Exercise instructions:
Report every line in the entries below that contains the word "crowd".

Start of Available data

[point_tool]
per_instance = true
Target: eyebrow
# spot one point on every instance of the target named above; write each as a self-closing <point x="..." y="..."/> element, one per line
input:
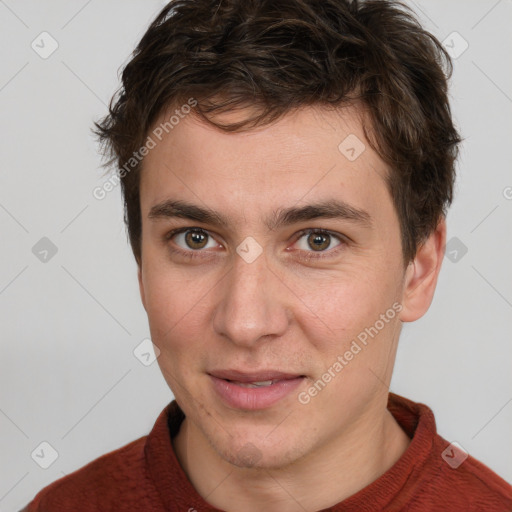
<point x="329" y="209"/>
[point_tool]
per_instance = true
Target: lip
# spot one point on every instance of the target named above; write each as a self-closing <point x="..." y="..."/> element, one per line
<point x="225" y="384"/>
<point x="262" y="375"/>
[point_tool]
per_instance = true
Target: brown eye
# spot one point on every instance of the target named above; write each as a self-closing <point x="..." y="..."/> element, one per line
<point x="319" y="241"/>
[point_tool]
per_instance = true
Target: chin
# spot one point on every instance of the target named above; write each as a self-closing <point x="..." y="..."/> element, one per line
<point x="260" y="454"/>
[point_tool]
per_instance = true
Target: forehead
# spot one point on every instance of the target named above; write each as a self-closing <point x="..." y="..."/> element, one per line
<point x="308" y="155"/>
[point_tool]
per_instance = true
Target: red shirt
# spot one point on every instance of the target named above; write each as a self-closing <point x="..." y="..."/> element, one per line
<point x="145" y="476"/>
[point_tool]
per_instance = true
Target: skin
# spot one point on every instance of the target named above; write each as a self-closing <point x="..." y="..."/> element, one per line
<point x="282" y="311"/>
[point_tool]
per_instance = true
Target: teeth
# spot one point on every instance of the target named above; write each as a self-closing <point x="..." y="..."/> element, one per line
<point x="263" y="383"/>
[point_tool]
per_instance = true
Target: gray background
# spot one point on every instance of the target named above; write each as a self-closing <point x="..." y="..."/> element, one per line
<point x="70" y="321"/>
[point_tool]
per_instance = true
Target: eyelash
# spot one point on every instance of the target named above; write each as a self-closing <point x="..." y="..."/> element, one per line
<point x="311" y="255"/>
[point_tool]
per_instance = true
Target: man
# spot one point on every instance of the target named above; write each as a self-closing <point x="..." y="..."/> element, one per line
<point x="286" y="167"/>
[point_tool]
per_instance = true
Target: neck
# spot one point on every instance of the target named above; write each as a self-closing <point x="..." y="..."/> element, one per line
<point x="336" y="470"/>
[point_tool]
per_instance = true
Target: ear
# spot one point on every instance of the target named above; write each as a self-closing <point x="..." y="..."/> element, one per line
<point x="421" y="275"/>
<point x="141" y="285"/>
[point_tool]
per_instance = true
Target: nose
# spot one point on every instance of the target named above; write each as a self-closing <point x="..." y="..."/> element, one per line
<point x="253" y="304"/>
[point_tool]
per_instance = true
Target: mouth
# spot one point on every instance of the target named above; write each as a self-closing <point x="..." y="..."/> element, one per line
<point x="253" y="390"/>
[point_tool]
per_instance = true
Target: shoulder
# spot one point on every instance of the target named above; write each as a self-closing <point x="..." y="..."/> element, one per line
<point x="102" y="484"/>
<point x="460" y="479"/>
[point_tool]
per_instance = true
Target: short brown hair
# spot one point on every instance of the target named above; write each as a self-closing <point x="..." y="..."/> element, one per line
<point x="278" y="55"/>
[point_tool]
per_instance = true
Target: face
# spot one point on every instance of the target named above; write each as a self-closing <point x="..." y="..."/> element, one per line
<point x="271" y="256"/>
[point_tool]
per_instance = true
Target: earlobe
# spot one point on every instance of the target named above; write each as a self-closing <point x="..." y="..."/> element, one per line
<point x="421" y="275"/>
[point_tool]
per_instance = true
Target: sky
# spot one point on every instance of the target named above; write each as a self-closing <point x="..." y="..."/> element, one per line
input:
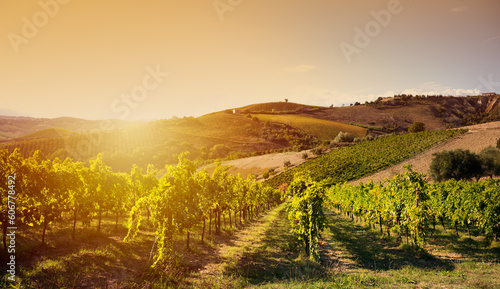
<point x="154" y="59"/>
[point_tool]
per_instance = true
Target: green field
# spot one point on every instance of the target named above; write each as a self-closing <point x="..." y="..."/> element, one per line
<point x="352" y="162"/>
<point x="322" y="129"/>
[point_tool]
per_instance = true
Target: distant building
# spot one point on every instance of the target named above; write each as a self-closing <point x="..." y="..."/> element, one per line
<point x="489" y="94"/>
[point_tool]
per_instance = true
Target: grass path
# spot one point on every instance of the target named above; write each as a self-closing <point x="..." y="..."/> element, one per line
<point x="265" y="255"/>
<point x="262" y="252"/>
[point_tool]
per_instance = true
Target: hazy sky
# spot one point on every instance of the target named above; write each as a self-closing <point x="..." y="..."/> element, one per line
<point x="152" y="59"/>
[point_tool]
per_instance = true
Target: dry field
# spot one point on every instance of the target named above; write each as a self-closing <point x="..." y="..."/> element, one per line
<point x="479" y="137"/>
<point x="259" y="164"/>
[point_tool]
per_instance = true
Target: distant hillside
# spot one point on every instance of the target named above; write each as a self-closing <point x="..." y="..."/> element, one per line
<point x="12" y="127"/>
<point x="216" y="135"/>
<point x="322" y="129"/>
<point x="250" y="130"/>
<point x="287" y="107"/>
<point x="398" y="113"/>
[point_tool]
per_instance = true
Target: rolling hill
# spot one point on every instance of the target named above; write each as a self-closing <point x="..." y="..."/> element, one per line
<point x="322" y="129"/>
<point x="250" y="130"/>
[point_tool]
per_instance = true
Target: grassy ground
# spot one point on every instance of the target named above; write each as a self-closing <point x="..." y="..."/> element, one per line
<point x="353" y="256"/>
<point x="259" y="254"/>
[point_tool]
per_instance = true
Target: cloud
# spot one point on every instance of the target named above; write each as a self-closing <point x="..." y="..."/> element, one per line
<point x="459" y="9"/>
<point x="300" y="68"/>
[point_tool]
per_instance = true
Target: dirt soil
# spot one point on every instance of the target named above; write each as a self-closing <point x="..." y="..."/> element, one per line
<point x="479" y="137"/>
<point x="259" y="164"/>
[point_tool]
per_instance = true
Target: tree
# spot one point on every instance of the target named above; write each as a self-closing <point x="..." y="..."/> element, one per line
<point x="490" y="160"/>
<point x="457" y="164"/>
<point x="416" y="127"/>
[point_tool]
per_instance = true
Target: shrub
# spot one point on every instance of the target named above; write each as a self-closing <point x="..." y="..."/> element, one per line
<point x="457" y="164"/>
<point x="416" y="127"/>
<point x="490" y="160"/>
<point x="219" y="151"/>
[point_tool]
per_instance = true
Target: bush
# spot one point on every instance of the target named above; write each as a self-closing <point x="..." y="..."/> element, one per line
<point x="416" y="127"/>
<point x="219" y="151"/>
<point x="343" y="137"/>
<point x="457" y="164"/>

End of Available data
Start of Available data

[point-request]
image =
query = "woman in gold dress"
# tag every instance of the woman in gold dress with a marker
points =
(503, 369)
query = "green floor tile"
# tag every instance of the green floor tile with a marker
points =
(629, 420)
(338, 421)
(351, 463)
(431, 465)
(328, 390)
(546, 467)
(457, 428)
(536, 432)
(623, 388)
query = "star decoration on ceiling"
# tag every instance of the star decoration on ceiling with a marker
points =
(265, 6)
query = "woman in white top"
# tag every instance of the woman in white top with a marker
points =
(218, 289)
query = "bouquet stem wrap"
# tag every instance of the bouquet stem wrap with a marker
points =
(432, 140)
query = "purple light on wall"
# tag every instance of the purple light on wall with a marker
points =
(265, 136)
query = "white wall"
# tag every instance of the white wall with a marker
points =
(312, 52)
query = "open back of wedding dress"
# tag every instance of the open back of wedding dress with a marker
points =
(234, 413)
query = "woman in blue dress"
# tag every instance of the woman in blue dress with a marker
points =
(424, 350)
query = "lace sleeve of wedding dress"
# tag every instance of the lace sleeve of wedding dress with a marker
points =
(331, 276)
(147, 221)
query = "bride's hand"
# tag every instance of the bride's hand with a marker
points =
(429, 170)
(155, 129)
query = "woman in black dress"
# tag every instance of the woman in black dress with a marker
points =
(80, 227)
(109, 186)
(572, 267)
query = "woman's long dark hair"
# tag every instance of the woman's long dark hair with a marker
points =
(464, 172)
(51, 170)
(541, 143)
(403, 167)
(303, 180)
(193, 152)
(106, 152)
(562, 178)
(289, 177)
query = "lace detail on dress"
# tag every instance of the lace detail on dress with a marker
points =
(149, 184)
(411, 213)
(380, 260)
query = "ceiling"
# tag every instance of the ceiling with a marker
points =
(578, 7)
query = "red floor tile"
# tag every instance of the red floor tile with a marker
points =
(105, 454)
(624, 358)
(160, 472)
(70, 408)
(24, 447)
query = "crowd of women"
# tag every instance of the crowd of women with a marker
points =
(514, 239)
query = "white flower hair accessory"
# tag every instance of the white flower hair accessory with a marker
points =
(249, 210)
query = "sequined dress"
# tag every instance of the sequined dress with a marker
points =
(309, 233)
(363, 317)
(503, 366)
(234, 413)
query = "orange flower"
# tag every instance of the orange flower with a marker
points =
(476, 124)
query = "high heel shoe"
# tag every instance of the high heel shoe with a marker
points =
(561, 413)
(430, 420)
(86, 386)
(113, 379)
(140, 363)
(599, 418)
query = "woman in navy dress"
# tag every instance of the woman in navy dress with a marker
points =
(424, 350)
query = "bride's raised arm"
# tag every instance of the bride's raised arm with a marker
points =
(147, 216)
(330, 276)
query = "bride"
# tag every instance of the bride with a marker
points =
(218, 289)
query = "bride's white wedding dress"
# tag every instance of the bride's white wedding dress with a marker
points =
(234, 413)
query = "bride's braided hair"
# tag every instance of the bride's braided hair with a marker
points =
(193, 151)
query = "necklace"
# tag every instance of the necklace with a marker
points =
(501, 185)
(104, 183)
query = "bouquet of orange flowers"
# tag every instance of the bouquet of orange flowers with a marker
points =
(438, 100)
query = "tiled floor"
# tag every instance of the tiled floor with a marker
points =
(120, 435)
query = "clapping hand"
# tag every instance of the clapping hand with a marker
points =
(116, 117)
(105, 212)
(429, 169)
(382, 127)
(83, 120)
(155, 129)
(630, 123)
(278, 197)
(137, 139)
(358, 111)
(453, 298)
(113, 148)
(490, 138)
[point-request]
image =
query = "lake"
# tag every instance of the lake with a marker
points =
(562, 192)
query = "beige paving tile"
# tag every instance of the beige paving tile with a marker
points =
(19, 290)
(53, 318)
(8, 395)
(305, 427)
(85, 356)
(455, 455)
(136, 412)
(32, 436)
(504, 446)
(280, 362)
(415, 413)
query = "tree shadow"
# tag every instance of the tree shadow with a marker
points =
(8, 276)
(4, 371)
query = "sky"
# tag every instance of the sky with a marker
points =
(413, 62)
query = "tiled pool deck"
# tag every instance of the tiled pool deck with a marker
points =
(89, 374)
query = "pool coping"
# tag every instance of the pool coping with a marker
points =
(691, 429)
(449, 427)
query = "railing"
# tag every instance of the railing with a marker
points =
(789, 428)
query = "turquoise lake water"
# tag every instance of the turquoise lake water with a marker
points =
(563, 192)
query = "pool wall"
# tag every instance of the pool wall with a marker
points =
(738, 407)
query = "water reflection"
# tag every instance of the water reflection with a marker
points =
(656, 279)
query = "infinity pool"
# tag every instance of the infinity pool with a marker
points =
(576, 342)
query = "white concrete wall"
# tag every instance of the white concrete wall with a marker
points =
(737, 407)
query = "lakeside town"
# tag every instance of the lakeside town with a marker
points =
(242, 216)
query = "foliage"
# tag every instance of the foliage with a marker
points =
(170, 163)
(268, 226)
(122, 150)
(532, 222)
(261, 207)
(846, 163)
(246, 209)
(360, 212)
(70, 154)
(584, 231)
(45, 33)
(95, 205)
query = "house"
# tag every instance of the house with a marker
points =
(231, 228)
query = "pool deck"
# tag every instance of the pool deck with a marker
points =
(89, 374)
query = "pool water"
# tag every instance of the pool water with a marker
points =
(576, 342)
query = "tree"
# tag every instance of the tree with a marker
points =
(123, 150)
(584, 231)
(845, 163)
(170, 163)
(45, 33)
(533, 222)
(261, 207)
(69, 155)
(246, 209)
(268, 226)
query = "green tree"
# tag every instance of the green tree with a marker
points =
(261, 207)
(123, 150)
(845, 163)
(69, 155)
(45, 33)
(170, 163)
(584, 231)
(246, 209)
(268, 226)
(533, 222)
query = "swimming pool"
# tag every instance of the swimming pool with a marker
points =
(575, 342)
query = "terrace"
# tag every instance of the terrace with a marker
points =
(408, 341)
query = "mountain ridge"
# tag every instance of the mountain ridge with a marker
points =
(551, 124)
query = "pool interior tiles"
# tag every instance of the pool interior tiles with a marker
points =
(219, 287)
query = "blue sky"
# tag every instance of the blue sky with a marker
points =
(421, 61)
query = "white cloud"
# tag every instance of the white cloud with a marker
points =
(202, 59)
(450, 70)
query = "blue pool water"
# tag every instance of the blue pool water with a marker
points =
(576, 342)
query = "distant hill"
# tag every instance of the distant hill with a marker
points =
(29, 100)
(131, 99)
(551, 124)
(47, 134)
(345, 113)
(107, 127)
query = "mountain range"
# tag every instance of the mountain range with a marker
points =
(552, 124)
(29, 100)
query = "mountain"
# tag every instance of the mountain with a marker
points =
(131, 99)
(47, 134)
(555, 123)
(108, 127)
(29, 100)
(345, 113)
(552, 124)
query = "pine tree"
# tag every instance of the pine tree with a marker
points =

End of Available data

Reply to the task:
query = "crowd of women"
# tag every instance of the crowd of women with a marker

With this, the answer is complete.